**Extracted material**:
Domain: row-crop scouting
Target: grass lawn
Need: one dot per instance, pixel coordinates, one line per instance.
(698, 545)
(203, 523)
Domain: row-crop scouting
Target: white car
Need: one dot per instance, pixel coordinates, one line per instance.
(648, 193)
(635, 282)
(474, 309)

* * *

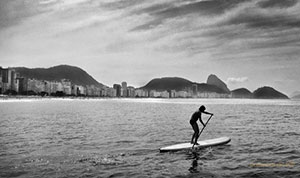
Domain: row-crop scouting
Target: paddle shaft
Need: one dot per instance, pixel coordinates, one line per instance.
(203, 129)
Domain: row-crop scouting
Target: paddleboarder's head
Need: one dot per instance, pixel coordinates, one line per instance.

**Directions**:
Tell how many lines in the entries contain the string "Target". Give the number and nothing more.

**Output of the task**:
4